## EXTRAIT DU DOCUMENT
La nécessité de comités de la base

Les enseignants doivent exploiter leur force collective, s’unifier à travers le pays et à l’international, et se préparer à une grève nationale des éducateurs pour stopper ces deux pandémies et exiger un immense investissement dans l’éducation publique. La première étape est l’expansion du Comité de sécurité des éducateurs, en solidarité avec l’Alliance ouvrière internationale des comités de base (IWA-RFC), en construisant des comités locaux dans chaque école et chaque quartier, indépendamment des syndicats et des partis politiques capitalistes.

## EXTRAIT DES DONNÉES
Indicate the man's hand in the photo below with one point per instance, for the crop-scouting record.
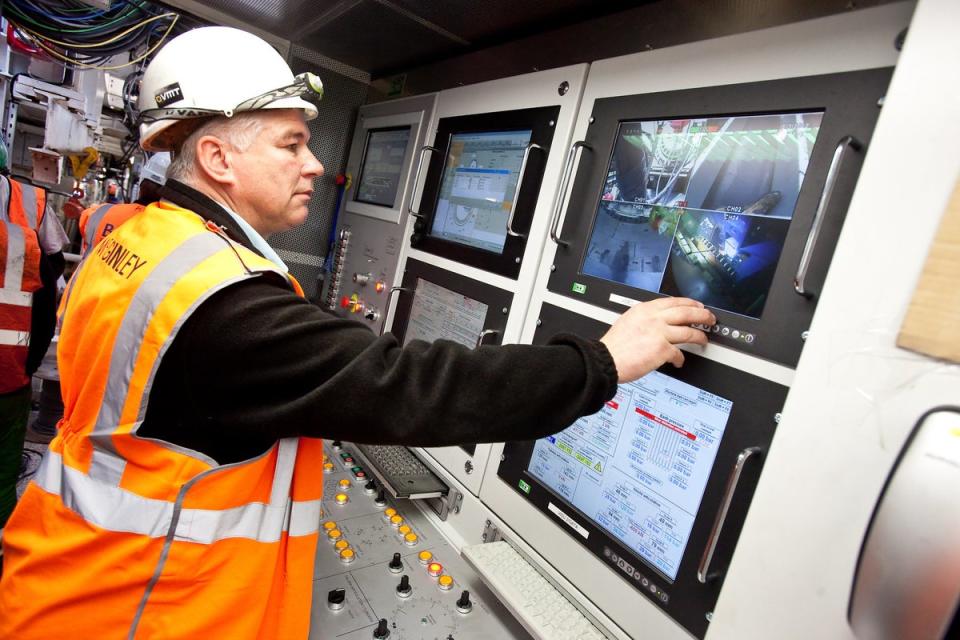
(643, 338)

## CONSIGNE
Recopiez mot pour mot le passage de l'extrait du document sur les comités de la base qui va de « La nécessité de » jusqu'à « partis politiques capitalistes. » inclus.

## RÉPONSE RÉDIGÉE
La nécessité de comités de la base

Les enseignants doivent exploiter leur force collective, s’unifier à travers le pays et à l’international, et se préparer à une grève nationale des éducateurs pour stopper ces deux pandémies et exiger un immense investissement dans l’éducation publique. La première étape est l’expansion du Comité de sécurité des éducateurs, en solidarité avec l’Alliance ouvrière internationale des comités de base (IWA-RFC), en construisant des comités locaux dans chaque école et chaque quartier, indépendamment des syndicats et des partis politiques capitalistes.